- Work to be completed:
Format the material below as a two-column CSV with the header row request,answer and one row per item. Put the item's text under request and its answer under answer, enclose each field in double quotes, and replace any line breaks within a field with spaces.

+ + + +

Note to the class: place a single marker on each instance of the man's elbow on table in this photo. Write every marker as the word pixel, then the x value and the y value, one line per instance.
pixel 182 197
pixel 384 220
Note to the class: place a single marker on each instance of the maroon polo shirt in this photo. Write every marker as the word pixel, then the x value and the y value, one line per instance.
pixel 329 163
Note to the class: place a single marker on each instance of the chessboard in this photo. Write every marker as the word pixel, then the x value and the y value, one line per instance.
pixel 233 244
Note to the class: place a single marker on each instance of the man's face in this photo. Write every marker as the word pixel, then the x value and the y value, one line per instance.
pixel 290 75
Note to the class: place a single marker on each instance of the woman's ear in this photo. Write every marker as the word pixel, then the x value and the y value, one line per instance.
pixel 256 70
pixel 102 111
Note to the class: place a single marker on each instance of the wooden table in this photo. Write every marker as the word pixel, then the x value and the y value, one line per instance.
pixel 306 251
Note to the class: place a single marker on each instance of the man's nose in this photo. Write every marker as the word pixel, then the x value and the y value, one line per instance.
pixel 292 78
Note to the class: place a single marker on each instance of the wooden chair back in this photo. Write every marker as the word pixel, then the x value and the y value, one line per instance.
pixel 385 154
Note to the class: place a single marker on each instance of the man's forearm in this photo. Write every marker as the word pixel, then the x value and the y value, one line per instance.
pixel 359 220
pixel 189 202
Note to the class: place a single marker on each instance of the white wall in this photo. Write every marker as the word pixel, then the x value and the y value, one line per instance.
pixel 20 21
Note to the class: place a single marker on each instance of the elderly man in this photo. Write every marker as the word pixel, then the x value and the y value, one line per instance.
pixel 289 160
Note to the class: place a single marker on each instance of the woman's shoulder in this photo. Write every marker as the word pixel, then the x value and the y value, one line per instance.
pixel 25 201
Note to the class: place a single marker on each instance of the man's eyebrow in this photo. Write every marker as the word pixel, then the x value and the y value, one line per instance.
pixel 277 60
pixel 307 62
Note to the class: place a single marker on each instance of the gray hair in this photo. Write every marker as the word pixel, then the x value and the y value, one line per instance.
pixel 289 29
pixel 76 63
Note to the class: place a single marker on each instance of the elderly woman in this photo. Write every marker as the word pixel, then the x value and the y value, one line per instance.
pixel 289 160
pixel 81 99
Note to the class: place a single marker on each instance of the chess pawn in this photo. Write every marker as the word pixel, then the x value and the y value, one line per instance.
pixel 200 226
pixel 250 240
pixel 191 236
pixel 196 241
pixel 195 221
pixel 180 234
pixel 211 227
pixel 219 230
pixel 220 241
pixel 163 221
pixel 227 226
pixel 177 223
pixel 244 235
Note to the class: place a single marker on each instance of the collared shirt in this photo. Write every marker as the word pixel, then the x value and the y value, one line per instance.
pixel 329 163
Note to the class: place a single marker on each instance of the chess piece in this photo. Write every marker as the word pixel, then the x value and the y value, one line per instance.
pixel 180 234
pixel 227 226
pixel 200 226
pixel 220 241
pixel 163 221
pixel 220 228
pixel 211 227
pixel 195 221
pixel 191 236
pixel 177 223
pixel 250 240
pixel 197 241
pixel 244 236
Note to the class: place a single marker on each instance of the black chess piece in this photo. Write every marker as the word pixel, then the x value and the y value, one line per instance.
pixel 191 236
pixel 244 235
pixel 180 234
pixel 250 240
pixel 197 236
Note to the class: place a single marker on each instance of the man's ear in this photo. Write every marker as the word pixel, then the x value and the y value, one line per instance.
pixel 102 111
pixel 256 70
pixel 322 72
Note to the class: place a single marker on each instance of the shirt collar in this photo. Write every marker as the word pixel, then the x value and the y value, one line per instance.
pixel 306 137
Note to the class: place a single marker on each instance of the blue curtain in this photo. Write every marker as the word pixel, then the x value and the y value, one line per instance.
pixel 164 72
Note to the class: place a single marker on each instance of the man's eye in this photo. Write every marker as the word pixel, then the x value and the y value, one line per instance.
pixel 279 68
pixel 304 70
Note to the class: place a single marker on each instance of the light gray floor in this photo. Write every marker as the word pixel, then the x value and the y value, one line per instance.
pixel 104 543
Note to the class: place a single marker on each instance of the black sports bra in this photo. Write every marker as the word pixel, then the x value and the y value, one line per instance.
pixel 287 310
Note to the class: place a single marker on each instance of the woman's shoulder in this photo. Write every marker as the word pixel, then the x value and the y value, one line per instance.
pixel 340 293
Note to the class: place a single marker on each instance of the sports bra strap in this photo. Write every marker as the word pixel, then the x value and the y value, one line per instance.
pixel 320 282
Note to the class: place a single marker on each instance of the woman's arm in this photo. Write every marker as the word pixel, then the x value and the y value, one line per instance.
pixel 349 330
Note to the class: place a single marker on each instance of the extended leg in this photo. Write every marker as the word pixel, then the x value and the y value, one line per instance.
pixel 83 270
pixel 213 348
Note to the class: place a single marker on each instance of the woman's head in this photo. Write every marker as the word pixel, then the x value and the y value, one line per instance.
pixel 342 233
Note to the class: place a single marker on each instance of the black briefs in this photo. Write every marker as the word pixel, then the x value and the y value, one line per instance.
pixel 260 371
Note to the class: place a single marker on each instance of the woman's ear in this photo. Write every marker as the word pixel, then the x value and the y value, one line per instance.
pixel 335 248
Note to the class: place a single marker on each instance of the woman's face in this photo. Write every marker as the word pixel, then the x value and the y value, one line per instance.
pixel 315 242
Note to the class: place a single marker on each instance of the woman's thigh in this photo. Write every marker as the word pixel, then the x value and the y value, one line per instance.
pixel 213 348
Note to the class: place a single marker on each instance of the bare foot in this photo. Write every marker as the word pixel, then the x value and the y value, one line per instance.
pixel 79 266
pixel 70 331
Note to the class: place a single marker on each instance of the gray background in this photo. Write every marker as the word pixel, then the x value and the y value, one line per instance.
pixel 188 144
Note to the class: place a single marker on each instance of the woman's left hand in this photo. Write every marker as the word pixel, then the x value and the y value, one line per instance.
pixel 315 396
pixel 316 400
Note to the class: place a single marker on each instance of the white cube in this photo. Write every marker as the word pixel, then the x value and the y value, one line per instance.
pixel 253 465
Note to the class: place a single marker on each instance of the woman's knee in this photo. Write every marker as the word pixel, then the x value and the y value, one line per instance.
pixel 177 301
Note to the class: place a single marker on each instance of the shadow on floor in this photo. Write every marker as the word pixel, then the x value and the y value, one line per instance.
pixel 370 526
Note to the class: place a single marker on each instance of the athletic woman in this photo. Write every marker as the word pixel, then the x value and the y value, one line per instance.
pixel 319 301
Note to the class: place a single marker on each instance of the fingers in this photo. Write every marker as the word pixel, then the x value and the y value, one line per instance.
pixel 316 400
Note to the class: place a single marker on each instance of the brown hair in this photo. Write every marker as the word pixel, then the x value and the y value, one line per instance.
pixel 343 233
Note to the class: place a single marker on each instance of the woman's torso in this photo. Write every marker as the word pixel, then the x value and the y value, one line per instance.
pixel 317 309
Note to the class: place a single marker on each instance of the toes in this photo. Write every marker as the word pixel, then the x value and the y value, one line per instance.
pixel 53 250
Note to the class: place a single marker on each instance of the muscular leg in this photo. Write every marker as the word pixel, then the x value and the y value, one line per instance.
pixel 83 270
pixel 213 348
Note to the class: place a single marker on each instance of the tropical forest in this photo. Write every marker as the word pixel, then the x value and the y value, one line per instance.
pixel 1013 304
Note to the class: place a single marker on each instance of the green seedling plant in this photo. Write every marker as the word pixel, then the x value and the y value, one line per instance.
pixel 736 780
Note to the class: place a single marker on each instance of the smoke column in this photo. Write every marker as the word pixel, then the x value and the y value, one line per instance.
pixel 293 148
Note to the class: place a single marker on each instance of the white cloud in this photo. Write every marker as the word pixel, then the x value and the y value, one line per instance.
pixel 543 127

+ + + +

- Solution to the exercise:
request,answer
"Note to the class: place a single marker on each instance of the man's elbow on table in this photo. Write every marker as the word pixel, then the x value and the y value, one line per instance.","pixel 182 197 pixel 384 220"
"Note to the class: place a single marker on each instance of the maroon polo shirt in this photo. Write every marker as the word pixel, then the x value and the y value, one line per instance.","pixel 329 163"
"Note to the class: place a single marker on each instance of the chessboard in this photo. Write every marker as the word pixel, then the x value and the y value, one line per instance.","pixel 233 244"
"Note to the class: place a single marker on each instance of the man's face in this photo. Write every marker as the word pixel, then the x value and the y value, one line per instance.","pixel 290 75"
"Note to the class: place a single marker on each instance of the woman's ear in this photo. Write every marker as the word pixel, then the x value and the y value, one line per instance.","pixel 256 70 pixel 102 111"
"Note to the class: place a single marker on each instance of the wooden table in this photo. Write every marker as the word pixel, then the x value and the y value, one line per instance.","pixel 306 251"
"Note to the class: place a single marker on each instance of the man's nose in this photo. Write every marker as the word pixel, then the x value and the y value, one line per instance.","pixel 292 78"
"Note to the class: place a single marker on each instance of the wooden chair back in this photo. Write every marker as the word pixel, then the x value and the y value, one line per instance.","pixel 385 154"
"Note to the class: place a single marker on each instance of the man's forearm in this photo. Write every marker as the word pixel, then the x value and the y value, one line per instance.","pixel 359 220 pixel 189 202"
"Note to the class: place a single marker on each instance of the white wall in this photo. Write every marker as the word pixel, then the x value and the y value, one line per instance.","pixel 20 21"
"Note to the class: place a single marker on each instance of the elderly man in this photo. Write every marker as the word pixel, then the x value and the y value, one line per instance.","pixel 289 160"
"Note to the class: place a single marker on each instance of the woman's shoulder in this photo. Write every marker as the word pixel, then the x value and the y value, one line per instance.","pixel 25 201"
"Note to the class: place a single marker on each instance of the man's eyebrow in this photo. Write every marker as the word pixel, then the x value and the y value, one line per instance.","pixel 277 60 pixel 307 62"
"Note to the class: place a single marker on each instance of the gray hair in this photo. Write every marker as the word pixel, then the x value and the y value, one line per instance.","pixel 289 29 pixel 76 63"
"Note to the class: place a single marker on each instance of the elderly woman in this photo. Write every marker as the word pixel, then the x value and the y value, one line per instance.","pixel 289 160 pixel 81 99"
"Note to the class: place a single marker on each instance of the chess pawn in this photo. Write every marker as the word pixel, then the x value and the y value, one line per instance.","pixel 200 226 pixel 250 240 pixel 191 236 pixel 196 241 pixel 195 221 pixel 180 234 pixel 211 227 pixel 219 230 pixel 220 241 pixel 163 221 pixel 227 226 pixel 177 223 pixel 244 235"
"Note to the class: place a single marker on each instance of the collared shirt in this photo. Write every marker as the word pixel, then the x value and the y value, one line per instance.","pixel 329 163"
"Note to the class: place a single marker on each instance of the chess piece in this photo. Write every marker as the word pixel, then the x value and the y value, one line per instance.","pixel 180 234 pixel 227 226 pixel 200 226 pixel 220 241 pixel 163 221 pixel 220 228 pixel 211 227 pixel 195 221 pixel 191 236 pixel 177 223 pixel 250 240 pixel 197 241 pixel 244 236"
"Note to the class: place a single marker on each instance of the black chess piece in this photo. Write every marker as the word pixel, then the x value and the y value, one line per instance.","pixel 191 236 pixel 244 235 pixel 180 234 pixel 250 240 pixel 197 236"
"Note to the class: place a single marker on each instance of the man's ear in this photo. Write every marker as the word pixel, then the x value and the y value, one line per instance.","pixel 102 111 pixel 256 70 pixel 322 72"
"Note to the class: place a single marker on each instance of the shirt collar in this photo. Write every marker as the word pixel, then the x value and the y value, one line per instance.","pixel 306 137"
"Note to the class: place a single marker on each instance of the blue curtain in this photo. Write every marker as the word pixel, then the x value and the y value, one line per instance.","pixel 164 72"
"Note to the class: place a single marker on each instance of the man's eye in this photo. Write every marker as the word pixel, then the x value and the y value, one line per instance.","pixel 279 68 pixel 304 70"
"Note to the class: place a single marker on each instance of the light gray floor in this photo. Write every marker as the word pixel, then the x value and the y value, one line per instance.","pixel 104 543"
"Note to the class: place a single marker on each instance of the black sports bra in this photo. Write every marker as the word pixel, then the x value and the y value, one line per instance.","pixel 287 310"
"Note to the class: place a single marker on each instance of the woman's shoulder in this photo. Write every marker as the word pixel, then the x value and the y value, one line per instance.","pixel 340 293"
"Note to the class: place a single marker on each instance of the sports bra strap in this photo. Write every marker as the word pixel, then the x value and the y value, one line per instance.","pixel 320 282"
"Note to the class: place a single marker on each instance of the woman's arm in this photo. Write every marker as the word pixel, then the x value and the y value, one line per instance.","pixel 349 330"
"Note to the class: place a single marker on each instance of the extended leg in this photo. Write every marker as the word pixel, then the x value and the y value, one line per instance.","pixel 83 270 pixel 213 348"
"Note to the class: place a single marker on each instance of the woman's head in this photo. Write every marker as the word pixel, then the x value and the y value, one line per instance.","pixel 342 233"
"Note to the class: place a single marker on each instance of the black briefs in this photo. Write every marker as the word pixel, then the x value and the y value, one line per instance.","pixel 260 371"
"Note to the class: place a single marker on each instance of the woman's ear in this photo. Write every marker as the word pixel, then the x value and the y value, one line per instance.","pixel 335 248"
"Note to the class: place a single marker on each instance of the woman's face in this photo. Write every marker as the word pixel, then the x value and the y value, one line per instance.","pixel 315 242"
"Note to the class: place a single marker on each instance of the woman's thigh in this photo. Write every marker as the word pixel, then the x value and the y value, one line per instance.","pixel 213 348"
"Note to the class: place a single marker on each instance of the bare foot in this photo. Write every marker as the word pixel, then the x value and the y value, one line per instance.","pixel 79 266 pixel 70 331"
"Note to the class: place a single marker on each instance of the gray background in this photo. Write every marker as the word pixel, then the x value and the y value, one line per instance.","pixel 188 144"
"Note to the class: place a single marker on each instance of the woman's left hand in this photo. Write every marker as the word pixel, then the x value and the y value, one line per instance.","pixel 315 396 pixel 316 400"
"Note to the class: place a single marker on each instance of the white cube in this photo. Write every marker as the word pixel, then the x value and the y value, one line per instance.","pixel 253 465"
"Note to the class: place a single marker on each instance of the woman's knee in this photo. Write every marker as the word pixel, then the x value and the y value, one line per instance.","pixel 177 301"
"Note to the class: place a single marker on each instance of the shadow on floor in this photo. Write every marker as the word pixel, then the x value and the y value, one line per instance.","pixel 370 526"
"Note to the class: place a single marker on each instance of the athletic woman in this photo. Write every marker as the word pixel, then the x value and the y value, one line per instance.","pixel 319 301"
"Note to the class: place a single marker on each instance of the fingers in this photo. Write every marker as the word pixel, then the x value and the y value, one line per instance.","pixel 316 400"
"Note to the class: place a single marker on each instance of the brown hair in this photo. Write every marker as the word pixel, then the x value and the y value, one line per instance.","pixel 343 233"
"Note to the class: place a single marker on each instance of the woman's torso in this photo. Write every marker as the word pixel, then the x value and the y value, one line per instance.","pixel 317 309"
"Note to the class: place a single marker on each instance of the toes in this photo. Write every marker as the word pixel, then the x value and the y value, one line per instance.","pixel 53 250"
"Note to the class: place a single marker on each instance of the muscular leg in this photo. Write every marker as the word pixel, then the x value and the y value, one line per instance.","pixel 83 270 pixel 213 348"
"Note to the class: place a single marker on each instance of the tropical forest in this photo. Write every marker as the word pixel, then the x value and the y value, one line per instance.","pixel 1013 304"
"Note to the class: place a single marker on each instance of the green seedling plant in this photo. Write every marker as the word pixel, then the x value and the y value, one line per instance.","pixel 736 780"
"Note to the class: place a single marker on each instance of the smoke column in this photo. Write every marker as the word pixel, then the x value and the y value, one line per instance.","pixel 293 148"
"Note to the class: place a single marker on each instance of the white cloud in this photo. Write every marker as the word pixel, then the x value and the y value, one line per instance.","pixel 543 127"